TASK STATEMENT ::
Reproduce each of the following records word for word, leaving out any pictures.

THE RECORDS ::
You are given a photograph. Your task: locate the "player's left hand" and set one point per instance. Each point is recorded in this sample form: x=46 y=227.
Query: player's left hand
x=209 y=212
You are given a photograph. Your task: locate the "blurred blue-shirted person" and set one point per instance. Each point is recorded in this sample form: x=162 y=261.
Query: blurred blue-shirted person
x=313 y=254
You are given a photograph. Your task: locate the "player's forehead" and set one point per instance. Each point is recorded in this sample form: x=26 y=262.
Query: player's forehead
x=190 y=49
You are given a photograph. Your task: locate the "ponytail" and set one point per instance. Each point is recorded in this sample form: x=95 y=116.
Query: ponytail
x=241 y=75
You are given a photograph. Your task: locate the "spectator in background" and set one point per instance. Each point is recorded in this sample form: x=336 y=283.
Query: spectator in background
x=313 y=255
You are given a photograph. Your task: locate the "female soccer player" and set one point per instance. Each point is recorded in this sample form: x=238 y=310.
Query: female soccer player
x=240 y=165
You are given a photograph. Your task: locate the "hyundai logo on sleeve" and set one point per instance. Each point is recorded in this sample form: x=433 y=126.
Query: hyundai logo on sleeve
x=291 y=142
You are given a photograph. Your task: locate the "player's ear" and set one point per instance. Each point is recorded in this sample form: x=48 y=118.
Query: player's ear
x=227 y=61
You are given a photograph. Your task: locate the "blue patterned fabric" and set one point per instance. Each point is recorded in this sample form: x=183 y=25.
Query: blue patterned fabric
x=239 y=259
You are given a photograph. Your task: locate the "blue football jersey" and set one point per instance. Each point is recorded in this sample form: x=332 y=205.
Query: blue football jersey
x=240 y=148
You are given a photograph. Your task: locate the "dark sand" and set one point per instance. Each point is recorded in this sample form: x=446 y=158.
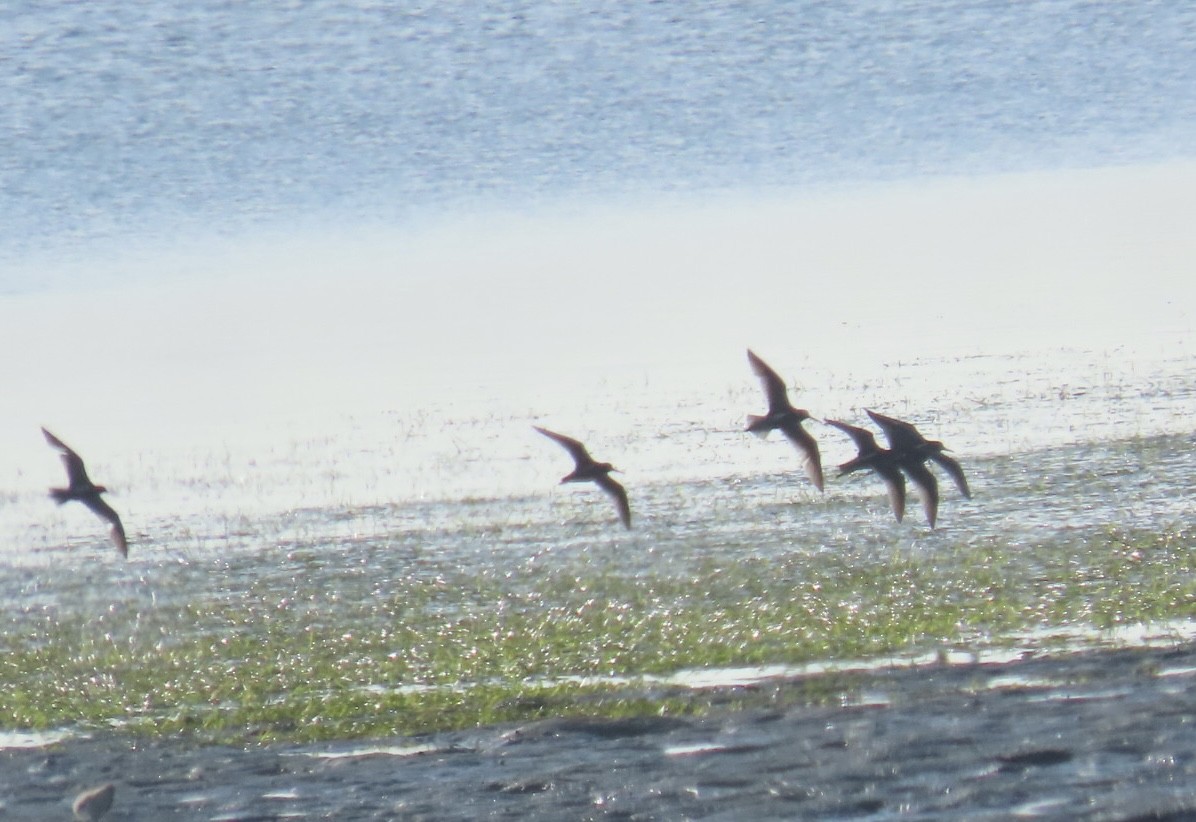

TASK RESPONSE ::
You are given a photograph. Your task: locate the "player's left hand" and set one point per instance. Each point is recorded in this sample form: x=46 y=227.
Query: player's left hand
x=209 y=212
You are given a photograph. Your task: locate the "blurred blue-shirted person" and set one point per instance. Each point is recorded in this sample form: x=162 y=261.
Query: blurred blue-shirted person
x=313 y=254
You are given a photograph. Your task: locate the "player's forehead" and set one point per instance. Each point is recorded in this sample form: x=26 y=262.
Query: player's forehead
x=190 y=49
You are given a photograph. Your task: locate the "ponytail" and set one point per instance. Each point is recorded in this sample form: x=95 y=116.
Query: ponytail
x=241 y=75
You are given a photograph. Your task: locate the "spectator in background" and set one point per instance. Each point is recorded in this sample form: x=336 y=283.
Query: spectator in background
x=313 y=255
You are given a photograph. Your task: locate the "female soccer player" and set one point per instance. Each point is recorded in this sample form: x=238 y=310.
Query: female soccer player
x=240 y=165
You are given a photograph. Your task: locate the "hyundai logo on sleeve" and set one point per instance. Each point is recorded in this sample form: x=433 y=126.
Query: hyundai logo on sleeve
x=291 y=142
You are given a photograph. Your task: locate the "player's ear" and set one point per instance. Each point is recorded in this sample form: x=48 y=118.
Query: player's ear
x=227 y=61
You are given a photograph. Your task: locate the "blue patterned fabric" and set one point per instance. Each point is recorded in this sample form: x=183 y=25.
Query: blue patterned fabric
x=239 y=259
You are given a photograph. Your task: locate the "blue football jersey" and set one point per instance. Each point is recorded in this sample form: x=332 y=205.
Query: blue football jersey
x=240 y=148
You are given a photograph. Your task: locate the "dark sand" and set one point per instance. Each point is recorded in this sample form: x=446 y=158.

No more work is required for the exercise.